**Listing:**
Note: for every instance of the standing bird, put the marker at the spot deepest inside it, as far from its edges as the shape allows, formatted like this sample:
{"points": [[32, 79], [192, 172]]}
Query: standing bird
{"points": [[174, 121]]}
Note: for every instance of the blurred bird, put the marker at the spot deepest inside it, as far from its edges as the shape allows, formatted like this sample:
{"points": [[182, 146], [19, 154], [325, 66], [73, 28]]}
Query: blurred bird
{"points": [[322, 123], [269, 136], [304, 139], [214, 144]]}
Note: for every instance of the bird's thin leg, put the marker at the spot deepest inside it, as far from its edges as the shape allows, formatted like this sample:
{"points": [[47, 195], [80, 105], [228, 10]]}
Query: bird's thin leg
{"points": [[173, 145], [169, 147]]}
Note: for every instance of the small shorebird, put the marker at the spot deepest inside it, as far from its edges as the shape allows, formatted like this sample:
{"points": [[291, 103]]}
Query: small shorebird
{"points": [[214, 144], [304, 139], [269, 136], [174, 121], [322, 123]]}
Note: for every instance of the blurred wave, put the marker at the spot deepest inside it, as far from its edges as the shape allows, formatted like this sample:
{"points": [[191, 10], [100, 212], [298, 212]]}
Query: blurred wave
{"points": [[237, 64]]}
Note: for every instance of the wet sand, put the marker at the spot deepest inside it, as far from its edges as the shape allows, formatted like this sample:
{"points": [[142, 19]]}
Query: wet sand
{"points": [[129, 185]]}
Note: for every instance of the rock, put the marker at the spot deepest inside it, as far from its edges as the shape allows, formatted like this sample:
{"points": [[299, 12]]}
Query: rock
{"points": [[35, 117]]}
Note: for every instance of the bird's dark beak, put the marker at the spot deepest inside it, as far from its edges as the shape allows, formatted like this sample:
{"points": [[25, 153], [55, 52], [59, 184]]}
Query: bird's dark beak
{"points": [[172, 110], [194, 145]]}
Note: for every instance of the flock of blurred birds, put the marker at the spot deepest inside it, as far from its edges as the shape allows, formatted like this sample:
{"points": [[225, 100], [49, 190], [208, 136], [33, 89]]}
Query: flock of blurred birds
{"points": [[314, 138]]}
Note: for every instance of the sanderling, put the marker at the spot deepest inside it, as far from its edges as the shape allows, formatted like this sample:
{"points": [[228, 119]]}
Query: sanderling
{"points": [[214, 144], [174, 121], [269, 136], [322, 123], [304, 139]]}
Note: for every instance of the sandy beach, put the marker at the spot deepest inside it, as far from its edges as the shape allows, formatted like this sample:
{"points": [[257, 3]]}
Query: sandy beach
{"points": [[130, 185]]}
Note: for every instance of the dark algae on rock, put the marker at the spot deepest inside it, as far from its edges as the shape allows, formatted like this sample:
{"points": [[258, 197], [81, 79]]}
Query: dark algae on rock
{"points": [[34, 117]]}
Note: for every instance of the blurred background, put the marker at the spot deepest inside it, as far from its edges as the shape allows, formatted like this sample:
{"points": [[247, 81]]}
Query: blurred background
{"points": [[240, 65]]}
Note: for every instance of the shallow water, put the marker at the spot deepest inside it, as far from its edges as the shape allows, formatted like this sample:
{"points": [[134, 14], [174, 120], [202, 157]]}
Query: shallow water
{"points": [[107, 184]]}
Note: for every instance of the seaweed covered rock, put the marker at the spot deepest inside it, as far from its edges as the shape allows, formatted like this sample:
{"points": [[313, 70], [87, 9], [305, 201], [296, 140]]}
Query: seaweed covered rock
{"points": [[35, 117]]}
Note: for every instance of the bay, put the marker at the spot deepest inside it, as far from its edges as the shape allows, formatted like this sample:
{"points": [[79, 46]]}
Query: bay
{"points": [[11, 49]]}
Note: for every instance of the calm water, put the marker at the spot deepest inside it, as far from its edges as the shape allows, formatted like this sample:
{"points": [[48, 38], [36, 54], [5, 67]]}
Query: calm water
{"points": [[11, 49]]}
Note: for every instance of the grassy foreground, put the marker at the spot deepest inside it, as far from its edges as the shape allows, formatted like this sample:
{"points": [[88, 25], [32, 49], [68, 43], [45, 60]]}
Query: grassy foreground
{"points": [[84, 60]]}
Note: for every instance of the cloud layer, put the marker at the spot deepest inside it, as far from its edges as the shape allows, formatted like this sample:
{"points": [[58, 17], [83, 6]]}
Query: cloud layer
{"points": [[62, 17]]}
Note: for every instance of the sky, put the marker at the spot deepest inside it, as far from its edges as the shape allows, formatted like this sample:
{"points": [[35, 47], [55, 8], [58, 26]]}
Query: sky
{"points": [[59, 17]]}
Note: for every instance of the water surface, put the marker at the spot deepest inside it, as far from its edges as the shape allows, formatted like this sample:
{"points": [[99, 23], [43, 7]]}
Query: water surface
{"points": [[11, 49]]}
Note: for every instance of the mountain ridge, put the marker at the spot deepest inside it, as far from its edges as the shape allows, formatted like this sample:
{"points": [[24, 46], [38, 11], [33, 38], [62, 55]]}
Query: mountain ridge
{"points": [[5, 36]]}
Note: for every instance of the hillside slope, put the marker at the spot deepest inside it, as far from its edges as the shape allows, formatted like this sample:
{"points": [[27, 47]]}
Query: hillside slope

**Request:** Could you write out the stretch from the line containing "Note: for every instance of the water" through the end of the records again, swapping "mountain ridge" for "mountain crest" and leaving everything else unchanged?

**Task solution:**
Note: for every instance of the water surface, put the marker at the spot deepest inside it, as far from its edges as the shape allows, formatted like this sample:
{"points": [[99, 23], [43, 7]]}
Query: water surface
{"points": [[11, 49]]}
Note: for every instance of the mountain crest, put the marker at the spot deepest inside it, as far from its edges as the shape allows, formatted like this sample:
{"points": [[24, 46], [38, 11], [33, 38], [62, 55]]}
Query: mountain crest
{"points": [[5, 36]]}
Note: for every instance of the hillside slope, put the marker at the spot deepest inside it, as far from its edges as the shape allows, formatted like this sample:
{"points": [[27, 47]]}
Query: hillside slope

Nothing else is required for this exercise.